:: RECORDED INFORMATION

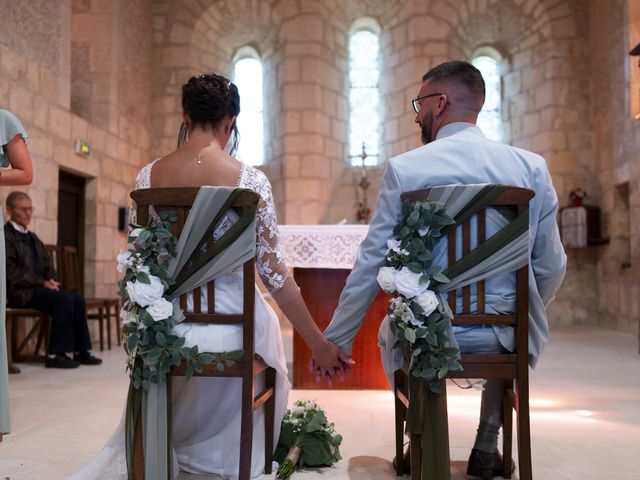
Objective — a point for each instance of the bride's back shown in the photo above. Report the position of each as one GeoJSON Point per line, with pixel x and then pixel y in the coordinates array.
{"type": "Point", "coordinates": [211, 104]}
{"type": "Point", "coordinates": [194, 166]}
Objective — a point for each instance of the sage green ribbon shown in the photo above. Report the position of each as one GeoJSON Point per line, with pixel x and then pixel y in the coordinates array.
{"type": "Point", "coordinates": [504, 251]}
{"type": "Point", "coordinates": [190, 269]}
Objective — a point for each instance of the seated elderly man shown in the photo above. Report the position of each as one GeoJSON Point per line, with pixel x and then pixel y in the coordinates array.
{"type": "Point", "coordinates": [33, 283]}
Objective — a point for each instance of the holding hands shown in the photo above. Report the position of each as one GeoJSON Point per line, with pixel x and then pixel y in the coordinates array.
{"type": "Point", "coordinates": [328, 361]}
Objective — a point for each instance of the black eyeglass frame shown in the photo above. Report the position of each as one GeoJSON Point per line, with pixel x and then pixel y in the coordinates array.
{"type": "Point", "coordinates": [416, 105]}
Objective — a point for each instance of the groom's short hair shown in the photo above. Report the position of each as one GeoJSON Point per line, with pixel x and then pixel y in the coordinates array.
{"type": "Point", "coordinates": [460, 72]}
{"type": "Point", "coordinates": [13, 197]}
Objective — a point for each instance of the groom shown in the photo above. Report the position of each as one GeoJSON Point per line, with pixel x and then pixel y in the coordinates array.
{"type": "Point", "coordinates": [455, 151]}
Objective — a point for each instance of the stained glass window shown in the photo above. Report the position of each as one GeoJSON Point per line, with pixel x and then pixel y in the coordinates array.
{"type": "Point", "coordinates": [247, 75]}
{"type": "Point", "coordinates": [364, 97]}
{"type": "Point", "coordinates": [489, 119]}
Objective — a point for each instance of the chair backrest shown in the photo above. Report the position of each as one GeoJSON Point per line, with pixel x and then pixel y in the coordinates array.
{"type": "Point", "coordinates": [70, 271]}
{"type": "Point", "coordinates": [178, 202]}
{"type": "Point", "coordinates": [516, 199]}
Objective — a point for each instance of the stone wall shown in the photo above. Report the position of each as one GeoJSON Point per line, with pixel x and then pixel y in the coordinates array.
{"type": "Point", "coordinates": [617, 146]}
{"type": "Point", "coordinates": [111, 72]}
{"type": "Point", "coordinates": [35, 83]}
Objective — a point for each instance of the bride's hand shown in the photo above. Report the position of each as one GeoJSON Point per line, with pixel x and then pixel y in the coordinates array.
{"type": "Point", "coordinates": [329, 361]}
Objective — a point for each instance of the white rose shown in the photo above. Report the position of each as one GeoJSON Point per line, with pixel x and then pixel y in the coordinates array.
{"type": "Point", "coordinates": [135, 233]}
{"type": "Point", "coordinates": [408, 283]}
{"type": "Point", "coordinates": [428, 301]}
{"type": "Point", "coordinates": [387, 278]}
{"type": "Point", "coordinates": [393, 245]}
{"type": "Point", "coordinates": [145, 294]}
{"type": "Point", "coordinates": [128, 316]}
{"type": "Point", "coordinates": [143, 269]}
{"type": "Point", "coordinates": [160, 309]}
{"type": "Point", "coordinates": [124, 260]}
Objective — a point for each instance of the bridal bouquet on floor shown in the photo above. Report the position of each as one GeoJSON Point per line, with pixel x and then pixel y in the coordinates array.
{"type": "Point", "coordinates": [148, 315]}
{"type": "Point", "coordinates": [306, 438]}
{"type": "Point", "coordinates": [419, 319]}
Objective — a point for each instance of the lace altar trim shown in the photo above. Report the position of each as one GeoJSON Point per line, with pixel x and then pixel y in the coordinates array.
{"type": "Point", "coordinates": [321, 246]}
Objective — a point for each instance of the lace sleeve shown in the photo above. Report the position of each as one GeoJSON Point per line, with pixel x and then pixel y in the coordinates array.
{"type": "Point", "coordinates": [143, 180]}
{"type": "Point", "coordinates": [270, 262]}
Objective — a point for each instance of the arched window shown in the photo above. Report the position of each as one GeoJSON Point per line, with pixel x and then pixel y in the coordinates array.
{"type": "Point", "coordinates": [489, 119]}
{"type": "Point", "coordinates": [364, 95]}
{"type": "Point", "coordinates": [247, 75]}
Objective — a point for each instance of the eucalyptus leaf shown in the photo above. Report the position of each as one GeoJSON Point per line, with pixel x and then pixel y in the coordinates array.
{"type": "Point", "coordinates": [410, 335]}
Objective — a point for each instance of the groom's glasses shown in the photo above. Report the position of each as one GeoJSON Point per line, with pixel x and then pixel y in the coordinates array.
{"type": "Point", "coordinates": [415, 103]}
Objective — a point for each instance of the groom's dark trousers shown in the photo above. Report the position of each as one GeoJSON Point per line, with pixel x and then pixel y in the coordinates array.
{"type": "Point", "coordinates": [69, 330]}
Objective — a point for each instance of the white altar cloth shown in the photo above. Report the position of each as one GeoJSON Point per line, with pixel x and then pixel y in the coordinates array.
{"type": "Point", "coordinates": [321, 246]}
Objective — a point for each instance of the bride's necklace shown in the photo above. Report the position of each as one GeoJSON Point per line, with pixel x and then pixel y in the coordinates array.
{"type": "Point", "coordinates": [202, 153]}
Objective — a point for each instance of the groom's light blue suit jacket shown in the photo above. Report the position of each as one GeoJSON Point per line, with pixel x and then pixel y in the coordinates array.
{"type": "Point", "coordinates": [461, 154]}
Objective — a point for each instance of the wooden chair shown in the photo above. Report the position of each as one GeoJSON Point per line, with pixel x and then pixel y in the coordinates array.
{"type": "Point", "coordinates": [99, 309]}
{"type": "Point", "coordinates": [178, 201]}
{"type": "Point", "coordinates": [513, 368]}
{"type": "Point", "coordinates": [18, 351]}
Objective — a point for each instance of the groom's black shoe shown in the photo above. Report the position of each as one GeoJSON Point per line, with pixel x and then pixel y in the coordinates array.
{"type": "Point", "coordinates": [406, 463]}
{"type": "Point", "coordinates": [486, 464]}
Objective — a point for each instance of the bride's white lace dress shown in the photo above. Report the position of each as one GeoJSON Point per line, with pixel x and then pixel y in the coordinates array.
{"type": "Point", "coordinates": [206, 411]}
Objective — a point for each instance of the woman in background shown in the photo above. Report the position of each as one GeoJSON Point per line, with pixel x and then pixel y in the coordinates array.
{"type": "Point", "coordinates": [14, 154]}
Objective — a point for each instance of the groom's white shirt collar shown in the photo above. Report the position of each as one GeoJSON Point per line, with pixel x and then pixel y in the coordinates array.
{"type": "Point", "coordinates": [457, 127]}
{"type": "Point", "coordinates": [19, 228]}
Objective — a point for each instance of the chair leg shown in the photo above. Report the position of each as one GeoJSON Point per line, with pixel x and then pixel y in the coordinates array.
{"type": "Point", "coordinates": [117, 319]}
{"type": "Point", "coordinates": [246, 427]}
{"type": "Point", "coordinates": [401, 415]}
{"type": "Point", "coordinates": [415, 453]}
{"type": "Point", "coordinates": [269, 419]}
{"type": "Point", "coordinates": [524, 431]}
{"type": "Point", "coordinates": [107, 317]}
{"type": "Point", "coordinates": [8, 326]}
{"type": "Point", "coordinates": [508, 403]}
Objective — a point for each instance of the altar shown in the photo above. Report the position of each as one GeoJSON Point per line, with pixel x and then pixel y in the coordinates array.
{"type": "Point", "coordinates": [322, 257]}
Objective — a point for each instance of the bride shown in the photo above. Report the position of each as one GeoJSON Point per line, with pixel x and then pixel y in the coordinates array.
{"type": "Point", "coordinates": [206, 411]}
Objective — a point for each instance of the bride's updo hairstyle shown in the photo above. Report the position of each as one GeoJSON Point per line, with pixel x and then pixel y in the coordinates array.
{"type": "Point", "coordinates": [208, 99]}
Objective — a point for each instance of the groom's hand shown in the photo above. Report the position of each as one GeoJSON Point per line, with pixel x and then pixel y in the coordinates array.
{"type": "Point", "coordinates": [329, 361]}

::::

* _WHAT TO PRODUCE_
Nothing should appear in the answer except the lines from the one containing "Objective — a point for each instance of the groom's white" to the end of the data above, reproduced exactly.

* _ANSWER AREA_
Objective — a point for each instance of the groom's white shirt collar shown in the photo above. Report the position of each as one GeoJSON Point per line, with pixel x and then pixel y in the coordinates array.
{"type": "Point", "coordinates": [457, 127]}
{"type": "Point", "coordinates": [19, 228]}
Objective — a point for each instance of the chair leg shown in the photo above. Report the position of each as one GeoJSON Point per line, with pixel x and then pixel y in the coordinates array.
{"type": "Point", "coordinates": [117, 319]}
{"type": "Point", "coordinates": [246, 427]}
{"type": "Point", "coordinates": [401, 415]}
{"type": "Point", "coordinates": [415, 453]}
{"type": "Point", "coordinates": [269, 419]}
{"type": "Point", "coordinates": [524, 431]}
{"type": "Point", "coordinates": [107, 317]}
{"type": "Point", "coordinates": [8, 326]}
{"type": "Point", "coordinates": [508, 403]}
Objective — a point for each instance of the altar shown in the photo above. Report the position of each as one GeoJSON Point per line, with pixel x and then pixel y in the coordinates array.
{"type": "Point", "coordinates": [322, 257]}
Objective — a point for each instance of the bride shown in the photo above. Report the position of each as one GeoJSON Point per line, with pixel x and then pixel y in the coordinates array.
{"type": "Point", "coordinates": [206, 411]}
Objective — a point for each instance of the bride's updo hairstyle shown in the photo above. Report the position of each as one GeoJSON Point per line, with pixel x and then pixel y in the coordinates array.
{"type": "Point", "coordinates": [208, 99]}
Objective — a point for each instance of the groom's hand shown in the photo above. Report the position of each as one GeoJSON Point per line, with pixel x and then pixel y in the coordinates array.
{"type": "Point", "coordinates": [329, 361]}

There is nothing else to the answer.